PASSAGE TO READ>
::::
Simon Hardy-Francis notifications@github.com writes:

Questions:

  • The best PPS above is 3.7M. Is there anything I can tweak with af_xdp_user.c or the environment to get better PPS results?

  • Should veth be considered faster than hardware NICs or might a hardware NIC (with equivalent single receive queue) be faster? And why?

XDP gets its high performance by bypassing the networking stack. But when you're using veths, things go through the stack anyway, so you're not really getting the benefits. So I'm not sure how much sense it makes to benchmark this...

  • Why would using poll not result in 100% CPU usage for af_xdp_user regardless of how many udpsender threads are used?
  • Why would using poll with two senders halve CPU usage for af_xdp_user while increasing PPS? This seems counter-intuitive, or?

IDK, scheduling issues?

  • According to the above results, it seems that when testing performance with veth then skb mode is much faster than native mode, and auto mode chooses native mode. Why is skb mode faster? And if veth is the reason, couldn't auto mode somehow detect that you choose skb?

'auto' just means 'try native mode, and if it fails fall-back to skb-mode'. Since veth always builds skbs anyway, 'native' mode just adds overhead (unless the packet was redirected from a physical nic). But that's a specific 'feature' of veth, so not generally applicable...
::::
RECORDED DATA>
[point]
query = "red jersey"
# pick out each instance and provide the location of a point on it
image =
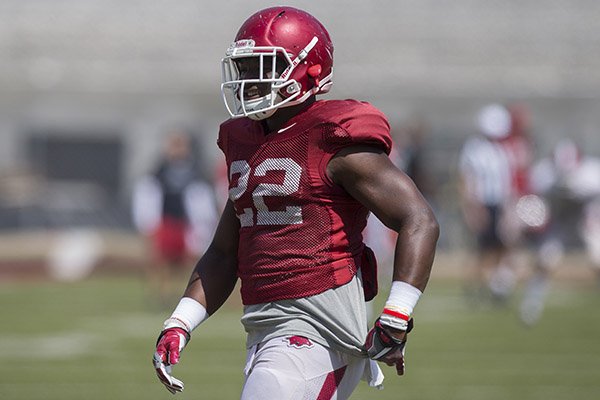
::::
REQUIREMENT> Reproduce the forum reply about XDP and veth performance in full, word for word. The data is not needed for this work.

SOLUTION>
Simon Hardy-Francis notifications@github.com writes:

Questions:

  • The best PPS above is 3.7M. Is there anything I can tweak with af_xdp_user.c or the environment to get better PPS results?

  • Should veth be considered faster than hardware NICs or might a hardware NIC (with equivalent single receive queue) be faster? And why?

XDP gets its high performance by bypassing the networking stack. But when you're using veths, things go through the stack anyway, so you're not really getting the benefits. So I'm not sure how much sense it makes to benchmark this...

  • Why would using poll not result in 100% CPU usage for af_xdp_user regardless of how many udpsender threads are used?
  • Why would using poll with two senders halve CPU usage for af_xdp_user while increasing PPS? This seems counter-intuitive, or?

IDK, scheduling issues?

  • According to the above results, it seems that when testing performance with veth then skb mode is much faster than native mode, and auto mode chooses native mode. Why is skb mode faster? And if veth is the reason, couldn't auto mode somehow detect that you choose skb?

'auto' just means 'try native mode, and if it fails fall-back to skb-mode'. Since veth always builds skbs anyway, 'native' mode just adds overhead (unless the packet was redirected from a physical nic). But that's a specific 'feature' of veth, so not generally applicable...